**Brief:** Restate the entries below word for word, omitting nothing.

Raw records
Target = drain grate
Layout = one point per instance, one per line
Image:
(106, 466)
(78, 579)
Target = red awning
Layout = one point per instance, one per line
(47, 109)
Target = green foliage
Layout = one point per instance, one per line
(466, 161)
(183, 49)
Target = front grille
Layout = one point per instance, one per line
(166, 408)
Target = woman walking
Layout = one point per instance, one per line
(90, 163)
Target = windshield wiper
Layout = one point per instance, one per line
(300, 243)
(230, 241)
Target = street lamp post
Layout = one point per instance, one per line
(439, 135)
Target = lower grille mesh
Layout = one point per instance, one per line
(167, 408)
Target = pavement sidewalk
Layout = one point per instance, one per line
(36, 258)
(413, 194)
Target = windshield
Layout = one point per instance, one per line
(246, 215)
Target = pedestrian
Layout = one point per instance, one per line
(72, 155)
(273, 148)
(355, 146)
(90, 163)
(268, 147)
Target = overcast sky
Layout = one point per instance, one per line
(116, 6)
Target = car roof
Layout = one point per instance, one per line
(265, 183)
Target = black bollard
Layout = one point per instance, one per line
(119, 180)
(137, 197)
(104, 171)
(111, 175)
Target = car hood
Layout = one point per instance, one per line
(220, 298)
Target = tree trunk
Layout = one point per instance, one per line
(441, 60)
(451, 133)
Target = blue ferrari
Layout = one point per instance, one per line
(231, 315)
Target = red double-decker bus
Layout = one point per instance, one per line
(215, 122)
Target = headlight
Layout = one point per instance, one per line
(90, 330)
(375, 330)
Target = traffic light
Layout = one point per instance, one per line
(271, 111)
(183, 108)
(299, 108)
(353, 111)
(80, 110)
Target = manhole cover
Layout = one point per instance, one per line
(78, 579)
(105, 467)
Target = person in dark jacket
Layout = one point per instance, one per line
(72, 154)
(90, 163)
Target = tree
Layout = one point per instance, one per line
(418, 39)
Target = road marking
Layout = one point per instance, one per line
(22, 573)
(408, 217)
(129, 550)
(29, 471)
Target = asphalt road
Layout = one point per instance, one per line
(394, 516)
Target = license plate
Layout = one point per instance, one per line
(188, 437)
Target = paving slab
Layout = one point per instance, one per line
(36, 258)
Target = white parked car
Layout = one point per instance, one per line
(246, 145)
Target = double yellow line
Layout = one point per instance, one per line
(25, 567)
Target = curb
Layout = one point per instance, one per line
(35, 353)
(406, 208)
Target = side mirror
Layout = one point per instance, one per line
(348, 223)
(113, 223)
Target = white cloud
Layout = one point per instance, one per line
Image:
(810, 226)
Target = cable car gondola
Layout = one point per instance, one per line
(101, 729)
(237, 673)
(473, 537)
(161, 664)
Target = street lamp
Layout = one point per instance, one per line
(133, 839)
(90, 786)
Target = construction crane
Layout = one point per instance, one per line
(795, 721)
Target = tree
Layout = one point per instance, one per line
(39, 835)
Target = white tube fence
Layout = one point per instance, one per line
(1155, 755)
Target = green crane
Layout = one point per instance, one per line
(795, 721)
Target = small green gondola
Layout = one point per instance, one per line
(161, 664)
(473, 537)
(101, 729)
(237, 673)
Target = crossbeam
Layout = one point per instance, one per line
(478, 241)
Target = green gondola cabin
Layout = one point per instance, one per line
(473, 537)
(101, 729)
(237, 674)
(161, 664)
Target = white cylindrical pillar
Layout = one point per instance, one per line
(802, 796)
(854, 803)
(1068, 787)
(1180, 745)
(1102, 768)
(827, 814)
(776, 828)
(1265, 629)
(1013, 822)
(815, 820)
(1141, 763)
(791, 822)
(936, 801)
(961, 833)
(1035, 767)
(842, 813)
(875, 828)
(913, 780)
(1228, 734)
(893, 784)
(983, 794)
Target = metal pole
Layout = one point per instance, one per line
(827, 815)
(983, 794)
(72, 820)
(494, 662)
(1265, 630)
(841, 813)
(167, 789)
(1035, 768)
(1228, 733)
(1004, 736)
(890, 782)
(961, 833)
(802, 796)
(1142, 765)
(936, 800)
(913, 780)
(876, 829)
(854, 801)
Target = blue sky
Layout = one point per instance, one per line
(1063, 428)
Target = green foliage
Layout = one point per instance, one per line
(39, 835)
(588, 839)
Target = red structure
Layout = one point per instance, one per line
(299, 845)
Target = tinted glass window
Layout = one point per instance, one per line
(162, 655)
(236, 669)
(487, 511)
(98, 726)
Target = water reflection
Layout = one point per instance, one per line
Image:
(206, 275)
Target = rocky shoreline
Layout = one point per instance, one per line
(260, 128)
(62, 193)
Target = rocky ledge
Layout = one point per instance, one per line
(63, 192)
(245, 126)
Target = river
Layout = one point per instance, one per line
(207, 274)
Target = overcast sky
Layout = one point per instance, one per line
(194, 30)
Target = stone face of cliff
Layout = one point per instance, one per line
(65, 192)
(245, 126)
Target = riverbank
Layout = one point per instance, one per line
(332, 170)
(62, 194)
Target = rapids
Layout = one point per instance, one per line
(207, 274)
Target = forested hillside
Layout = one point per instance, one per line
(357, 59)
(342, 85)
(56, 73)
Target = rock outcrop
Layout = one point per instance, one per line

**Output for this task:**
Target = drain grate
Layout = one point per instance, one per line
Image:
(106, 466)
(78, 579)
Target = red awning
Layout = one point per instance, one per line
(47, 109)
Target = green foliage
Layout = one point per instance, one per line
(466, 161)
(183, 49)
Target = front grille
Layout = one point per instance, one per line
(166, 408)
Target = woman walking
Layout = one point per instance, one per line
(90, 163)
Target = windshield wiper
Layout = one point per instance, one per line
(300, 243)
(230, 241)
Target = street lamp post
Layout = one point per instance, one per line
(439, 135)
Target = lower grille mesh
Layout = one point per instance, one per line
(167, 408)
Target = pavement sidewalk
Layout = one point per instance, one per line
(36, 258)
(413, 194)
Target = windshield
Layout = one point per instance, one per line
(246, 215)
Target = pedestrian
Layout = one point per instance, one per line
(72, 155)
(273, 148)
(355, 146)
(90, 163)
(268, 147)
Target = overcast sky
Layout = one point per instance, one per line
(116, 6)
Target = car roof
Layout = one point per instance, one per line
(265, 183)
Target = black bollard
Layout = one point per instance, one per line
(119, 180)
(137, 197)
(104, 171)
(111, 175)
Target = car hood
Layout = one point per instance, one per line
(220, 298)
Target = tree trunk
Layout = one point per instance, one per line
(441, 60)
(451, 133)
Target = blue ferrari
Layout = one point per instance, one per line
(231, 315)
Target = red double-decker bus
Layout = one point per instance, one per line
(215, 122)
Target = headlight
Layout = one point per instance, one per line
(90, 330)
(375, 330)
Target = traffic light
Layout = one point per instance, one per line
(271, 111)
(183, 108)
(299, 108)
(353, 111)
(80, 110)
Target = manhole cover
Layout = one point per instance, one per line
(78, 579)
(105, 467)
Target = person in dark jacket
Layout = one point per instance, one per line
(72, 154)
(90, 163)
Target = tree
Layout = one point per instance, one per line
(418, 39)
Target = road marking
Layout = one point per instance, one per line
(22, 573)
(408, 217)
(129, 550)
(29, 471)
Target = asphalt road
Layout = one point per instance, one per line
(394, 516)
Target = license plate
Layout = one point per instance, one per line
(188, 437)
Target = paving slab
Layout = one point per instance, one per line
(36, 258)
Target = white parked car
Layout = one point per instance, one per line
(246, 145)
Target = double yellow line
Layout = one point per instance, one per line
(25, 567)
Target = curb
Layout = one point per instance, one per line
(35, 353)
(406, 208)
Target = side mirror
Layout = one point per instance, one per line
(348, 223)
(113, 223)
Target = white cloud
Layout = one point per instance, one per line
Image:
(810, 226)
Target = cable car gondola
Layout = one point per instance, one per line
(101, 729)
(237, 673)
(473, 537)
(161, 664)
Target = street lamp
Layout = one point per instance, one per line
(133, 839)
(90, 786)
Target = construction crane
Layout = one point per instance, one per line
(795, 721)
Target = tree
Layout = one point per instance, one per line
(39, 835)
Target = white tube fence
Layout = one point per instance, one per line
(1155, 755)
Target = green crane
Layout = one point per instance, one per line
(795, 721)
Target = small green gondola
Layout = one point per instance, one per line
(161, 664)
(473, 537)
(101, 729)
(237, 673)
Target = crossbeam
Layout = one point per instance, one per line
(478, 241)
Target = green gondola cabin
Layout = one point per instance, one per line
(473, 537)
(101, 729)
(237, 674)
(161, 664)
Target = white cylindrical pillar
Layout = one point per instance, one per line
(802, 796)
(854, 803)
(1068, 787)
(1180, 745)
(1102, 768)
(827, 814)
(776, 828)
(1265, 629)
(1013, 822)
(815, 820)
(1141, 763)
(791, 822)
(936, 801)
(961, 833)
(1035, 767)
(842, 813)
(875, 828)
(913, 780)
(1228, 734)
(893, 784)
(983, 794)
Target = metal pole
Layout = one point per instance, one per line
(827, 815)
(983, 794)
(72, 820)
(494, 662)
(1265, 630)
(841, 813)
(167, 789)
(1035, 768)
(1228, 733)
(1004, 736)
(890, 782)
(961, 833)
(802, 796)
(1142, 765)
(936, 800)
(913, 780)
(876, 829)
(854, 801)
Target = blue sky
Layout = one point per instance, one per line
(1063, 428)
Target = green foliage
Layout = one point per instance, one per line
(39, 835)
(588, 839)
Target = red structure
Layout = one point per instance, one per line
(299, 845)
Target = tinted glass window
Layout = one point per instance, one per line
(162, 655)
(236, 669)
(487, 511)
(98, 726)
Target = water reflection
Layout = one point per instance, one per line
Image:
(206, 275)
Target = rocky shoreline
Layout = one point per instance, one per line
(260, 128)
(62, 193)
Target = rocky ledge
Layout = one point per instance, one per line
(63, 192)
(245, 126)
Target = river
Layout = one point per instance, one per line
(207, 274)
Target = overcast sky
Layout = one point per instance, one per line
(194, 30)
Target = stone face of cliff
Layout = one point per instance, one per line
(65, 192)
(245, 126)
Target = riverbank
Layout = one point per instance, one per line
(332, 170)
(62, 194)
Target = rapids
Layout = one point per instance, one per line
(207, 274)
Target = forested hillside
Layout = one point per instance, one per line
(357, 59)
(342, 85)
(56, 73)
Target = rock outcrop
Layout = one point per instance, one per line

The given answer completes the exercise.